Excerpts of location labeling data
▼

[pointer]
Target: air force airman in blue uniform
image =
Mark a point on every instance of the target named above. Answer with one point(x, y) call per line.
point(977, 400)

▲

TASK DIRECTIONS
Edit the material by replacing "blue uniform" with "dress uniform" and leaving every other part unchanged.

TASK ANSWER
[pointer]
Target: air force airman in dress uniform
image =
Mark a point on every instance of the target named above. Answer with one point(x, y) call per line.
point(977, 400)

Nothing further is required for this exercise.